Text shown =
-.-.-

Different Types of Similarity measurements
Reading time: 15 minutes
Similarity measurements or metrics are used to find the similarity between two data points (in N dimensional space), two strings, two probability distribution and two sets. These are used widely in Statistics, Machine Learning and Computing. We have listed and explored different Similarity measurements.
Similarity measurements are same as Distance measurements.
The different types of similarity measurements are:
- Similarity between two data points (N dimensional)
- Euclidean distance
- Manhattan distance
- Minkowski distance
- Chebyshev distance
- Similarity between Strings
- Edit distance
- Levenshtein distance
- Damerau Levenshtein distance
- Lee distance
- Hamming distance
- Jaro distance
- Jaro Winkler distance
- Similarity between two probability distribution
- Mahalanobis distance
- Bhattacharyya distance
- Hellinger distance
- Similarity between two sets
- Jaccard index
- Sorensen similarity index
Similarity between two data points
The different Similarity metrics between two data points are:
- Euclidean distance
- Manhattan distance
- Minkowski distance
- Chebyshev distance
Euclidean distance
Euclidean distance is a distance metric to find the distance between two points in an N-dimensional space. Euclidean distance is a special case of Minkowski distance when P=2.
Consider two points P1 and P2:
P1: (X1, X2, ..., XN)
P2: (Y1, Y2, ..., YN)
Then, the Euclidean distance between P1 and P2 is given as:
$$ \sqrt[2]{{(x1-y1)}^2\ +\ {(x2-y2)}^2\ +\ ...\ +\ {(xN-yN)}^2}
$$
Manhattan distance
Manhattan distance is a distance metric to find the distance between two points in an N-dimensional space. Manhattan distance is a special case of Minkowski distance when P=1.
Consider two points P1 and P2:
P1: (X1, X2, ..., XN)
P2: (Y1, Y2, ..., YN)
Then, the Manhattan distance between P1 and P2 is given as:
$$ {{(x1-y1)}\ +\ {(x2-y2)}\ +\ ...\ +\ {(xN-yN)}}
$$
Minkowski distance
Minkowski distance is a distance/ similarity measurement between two points in the normed vector space (N dimensional real space) and is a generalization of the Euclidean distance and the Manhattan distance.

-.-.-

Supplied data =
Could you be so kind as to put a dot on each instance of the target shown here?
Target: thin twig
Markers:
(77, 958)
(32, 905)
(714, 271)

-.-.-

Directions =
1 - In the page on similarity measurements, how are Euclidean distance and Manhattan distance related to Minkowski distance? Answer in one to three sentences.
2 - Translate this sentence from the page on similarity measurements into Spanish: "Euclidean distance is a distance metric to find the distance between two points in an N-dimensional space."
3 - Summarize the page on similarity measurements in two sentences.
Work only from the text on similarity measurements; the entries play no part.

Solutions in order =
1 - Minkowski distance is a generalization of both Euclidean distance and Manhattan distance. Euclidean distance is the special case where P=2, and Manhattan distance is the special case where P=1.

2 - La distancia euclidiana es una métrica de distancia para hallar la distancia entre dos puntos en un espacio N-dimensional.

3 - Similarity measurements find the similarity between two data points, two strings, two probability distributions, or two sets, and they are used widely in statistics, machine learning, and computing. For data points, the page presents Euclidean and Manhattan distance as special cases of Minkowski distance (with P=2 and P=1), which generalizes both.